'''

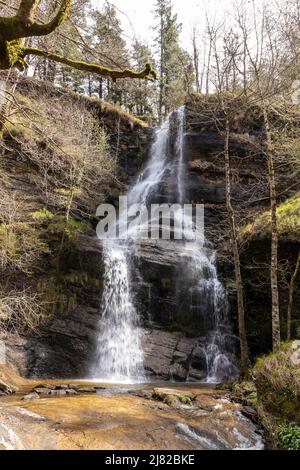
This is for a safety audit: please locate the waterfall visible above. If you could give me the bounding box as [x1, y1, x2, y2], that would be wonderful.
[173, 108, 238, 382]
[90, 118, 171, 383]
[91, 108, 237, 384]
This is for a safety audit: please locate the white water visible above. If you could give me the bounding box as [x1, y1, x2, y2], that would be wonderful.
[171, 108, 237, 382]
[91, 108, 237, 383]
[90, 118, 171, 383]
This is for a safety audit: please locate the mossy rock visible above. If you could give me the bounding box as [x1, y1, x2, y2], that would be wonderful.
[152, 388, 195, 407]
[232, 381, 258, 406]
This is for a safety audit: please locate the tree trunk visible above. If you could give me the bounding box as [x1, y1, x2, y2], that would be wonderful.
[263, 107, 281, 351]
[159, 9, 164, 122]
[0, 71, 10, 139]
[287, 251, 300, 340]
[0, 78, 6, 139]
[98, 78, 103, 99]
[224, 117, 249, 374]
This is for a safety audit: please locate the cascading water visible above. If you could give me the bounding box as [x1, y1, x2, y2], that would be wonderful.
[90, 118, 171, 383]
[172, 108, 237, 382]
[91, 108, 237, 384]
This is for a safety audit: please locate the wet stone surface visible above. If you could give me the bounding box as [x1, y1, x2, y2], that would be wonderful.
[0, 379, 265, 450]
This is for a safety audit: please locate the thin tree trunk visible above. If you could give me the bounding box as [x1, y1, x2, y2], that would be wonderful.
[88, 74, 92, 97]
[0, 79, 6, 139]
[159, 11, 164, 122]
[224, 116, 249, 374]
[99, 78, 103, 99]
[0, 71, 10, 139]
[287, 251, 300, 340]
[263, 107, 281, 351]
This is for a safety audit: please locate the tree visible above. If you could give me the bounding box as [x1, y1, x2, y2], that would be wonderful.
[88, 3, 130, 102]
[235, 3, 282, 351]
[209, 21, 249, 373]
[287, 252, 300, 340]
[123, 40, 157, 121]
[0, 1, 156, 80]
[0, 0, 156, 137]
[153, 0, 191, 121]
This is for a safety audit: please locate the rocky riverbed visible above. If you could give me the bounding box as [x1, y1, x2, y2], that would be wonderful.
[0, 367, 264, 450]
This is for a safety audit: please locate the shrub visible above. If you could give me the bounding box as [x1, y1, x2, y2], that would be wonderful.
[253, 342, 300, 424]
[0, 223, 50, 275]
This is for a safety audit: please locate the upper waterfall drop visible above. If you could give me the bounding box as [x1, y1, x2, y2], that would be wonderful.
[91, 107, 238, 384]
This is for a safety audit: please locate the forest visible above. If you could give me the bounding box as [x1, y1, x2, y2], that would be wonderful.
[0, 0, 299, 454]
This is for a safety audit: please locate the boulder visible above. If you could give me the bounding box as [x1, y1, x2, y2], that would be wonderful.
[23, 392, 40, 401]
[0, 379, 16, 395]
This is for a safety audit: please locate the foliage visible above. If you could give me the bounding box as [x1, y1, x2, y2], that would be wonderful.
[0, 1, 156, 81]
[153, 0, 194, 119]
[277, 424, 300, 450]
[4, 89, 116, 217]
[45, 217, 90, 241]
[0, 223, 50, 275]
[232, 381, 258, 406]
[240, 193, 300, 241]
[253, 342, 300, 424]
[0, 289, 49, 333]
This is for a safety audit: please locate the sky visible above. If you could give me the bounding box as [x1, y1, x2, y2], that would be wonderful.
[91, 0, 239, 52]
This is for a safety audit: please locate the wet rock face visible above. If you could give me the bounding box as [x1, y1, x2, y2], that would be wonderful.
[142, 329, 207, 381]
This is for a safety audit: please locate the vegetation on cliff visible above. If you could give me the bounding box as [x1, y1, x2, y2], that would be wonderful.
[253, 342, 300, 449]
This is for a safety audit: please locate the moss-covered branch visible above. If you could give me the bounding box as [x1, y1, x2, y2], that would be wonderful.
[22, 47, 157, 81]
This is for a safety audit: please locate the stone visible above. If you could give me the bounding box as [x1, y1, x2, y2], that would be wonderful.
[0, 379, 16, 395]
[23, 392, 40, 401]
[33, 387, 52, 396]
[77, 387, 96, 394]
[142, 329, 204, 380]
[65, 389, 78, 395]
[54, 384, 69, 390]
[152, 388, 196, 407]
[49, 389, 67, 397]
[34, 383, 56, 390]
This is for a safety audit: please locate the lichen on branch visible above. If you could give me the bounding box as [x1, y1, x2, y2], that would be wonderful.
[22, 47, 157, 81]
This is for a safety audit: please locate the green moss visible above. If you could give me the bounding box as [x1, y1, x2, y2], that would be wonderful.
[38, 277, 77, 315]
[63, 271, 101, 288]
[163, 395, 174, 406]
[240, 193, 300, 241]
[0, 39, 27, 71]
[179, 395, 193, 406]
[253, 342, 300, 425]
[31, 208, 55, 221]
[0, 222, 50, 275]
[45, 217, 90, 241]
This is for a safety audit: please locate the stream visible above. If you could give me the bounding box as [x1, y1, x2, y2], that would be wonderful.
[0, 379, 264, 450]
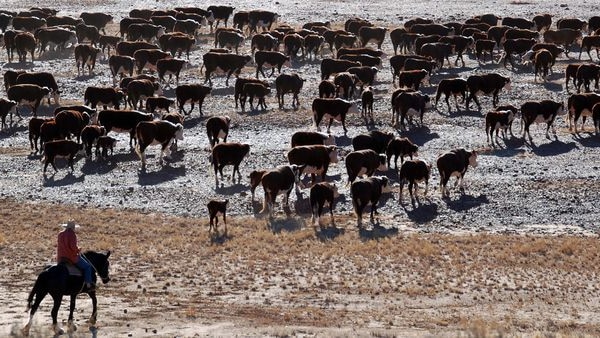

'''

_YOUR INSTRUCTIONS_. The material above is to be repeated word for word, with no images kept.

_WRITTEN ANSWER_.
This is for a safety audit: please locate the waterfall visible above. If you could give me the bounding box as [x1, y1, x2, y2], that would be wonderful.
[173, 108, 238, 382]
[90, 118, 171, 383]
[91, 108, 237, 384]
This is for a safety audit: please locate the white water visible above. If you could give me the bounding box as [x1, y1, x2, y2], that would be wonderful.
[171, 108, 237, 382]
[91, 108, 237, 383]
[90, 118, 171, 383]
This is for a safety audit: please locate the mossy rock visible above. If you could give me the bounding box as [x1, y1, x2, y2], that would be wonderful.
[152, 388, 195, 407]
[232, 381, 258, 406]
This is for a safety audit: please locate the tree trunk visible above. If you could give me the bounding box as [x1, y1, x2, y2], that would be wonderful.
[263, 107, 281, 351]
[159, 9, 164, 122]
[0, 71, 10, 139]
[287, 251, 300, 340]
[0, 78, 6, 139]
[98, 78, 103, 99]
[224, 117, 249, 374]
This is for a safety audit: please locate the cascading water visible above. If you could give me the bounding box as [x1, y1, x2, y2], that would be wonderful.
[90, 118, 171, 383]
[172, 108, 237, 382]
[91, 108, 237, 384]
This is for a safety audit: please locate the wet stone surface visible above. If you could give me the bounding box as [x1, y1, x2, y2], that would be wonderful.
[0, 379, 265, 450]
This is for a safety audit: please locate the thin tree trunk visible above. If you could give me the bounding box as [x1, y1, x2, y2], that would be wonderful.
[88, 74, 92, 97]
[0, 79, 6, 139]
[159, 11, 164, 122]
[224, 116, 249, 374]
[99, 78, 103, 99]
[0, 71, 10, 139]
[287, 251, 300, 340]
[263, 107, 281, 351]
This is for a safety audit: please locate the tree visible above. If you could give me the bounding box as [x1, y1, x2, y2], that would be wonderful.
[88, 3, 130, 102]
[235, 3, 282, 351]
[209, 21, 249, 373]
[287, 252, 300, 340]
[123, 40, 157, 121]
[0, 1, 156, 80]
[0, 0, 156, 137]
[153, 0, 191, 121]
This is for a safety audit: please locate the rocky riverbed visible above. If you could give me the bounding box as [x1, y1, x2, y2], that would be wonderful.
[0, 367, 264, 450]
This is for a safety audit: please locate the shrub visible above. If you could give me the bounding box as [x1, y1, x2, y2], that would be wonderful.
[253, 342, 300, 424]
[0, 223, 50, 275]
This is for a safety audit: please locate the upper waterfall drop visible above. If you could give me the bounding box as [x1, y1, x2, y2], that would be wonderful.
[91, 107, 238, 384]
This is for a safety audit: please locate the forest visible above. If you could give me the bounding box as [x1, y1, x2, y2], that would be wonderful.
[0, 0, 299, 454]
This is for a safety audit: please locate the boulder visible above. If you could give me the bounding box as [x1, y1, x2, y2], that would be wonderful.
[23, 392, 40, 401]
[0, 379, 16, 395]
This is for a safety audit: please locate the foliage visible above. If you could give me the bounding box as [x1, y1, x2, y2], that would be wonderful.
[0, 1, 156, 81]
[153, 0, 194, 119]
[277, 424, 300, 450]
[4, 89, 116, 217]
[45, 217, 90, 241]
[0, 223, 50, 275]
[232, 381, 258, 406]
[240, 193, 300, 241]
[253, 342, 300, 424]
[0, 289, 49, 333]
This is for a safety audit: please locate the sky visible above. If you could give me the bounding box as [x1, y1, x2, y2], that would be wonderful.
[91, 0, 239, 52]
This is for a safety audit: please locate the wet rock face visible above. If you could give me the bounding box as [x1, y1, x2, y2], that would be wonderful.
[142, 329, 207, 381]
This is for a safety audit: please locate the vegetation on cliff visible above. If you could give me the bounding box as [x1, y1, x2, y2], that would be wonderful.
[253, 342, 300, 449]
This is for a safety audit: please locate the moss-covered branch visible above. If you could give me the bounding box as [x1, y1, x2, y2], that would be wonderful.
[22, 47, 157, 81]
This is for a safety audit: please locate the stone visible above. If you could give me the bounding box as [x1, y1, x2, y2], that would be wonderful.
[0, 379, 16, 395]
[23, 392, 40, 401]
[33, 387, 52, 396]
[77, 387, 96, 394]
[142, 329, 204, 380]
[65, 389, 78, 395]
[54, 384, 69, 390]
[152, 388, 196, 407]
[49, 389, 67, 397]
[34, 383, 56, 390]
This is for a safety audit: please locate the lichen on branch visible above. If you could give me the bounding box as [x1, y1, x2, y2], that would be wonderful.
[22, 47, 157, 81]
This is for a safety audit: please locate the green moss visible above. If you could give me the bounding box as [x1, y1, x2, y2], that would be wonderful.
[38, 277, 77, 315]
[63, 271, 101, 288]
[163, 395, 174, 406]
[240, 193, 300, 241]
[0, 39, 27, 71]
[179, 395, 193, 406]
[253, 342, 300, 425]
[31, 208, 55, 221]
[0, 222, 50, 275]
[45, 217, 90, 241]
This is for a safety audit: please locate the stream visible above. If you could give me the bounding box as [x1, y1, x2, y2], that would be wonderful.
[0, 379, 264, 450]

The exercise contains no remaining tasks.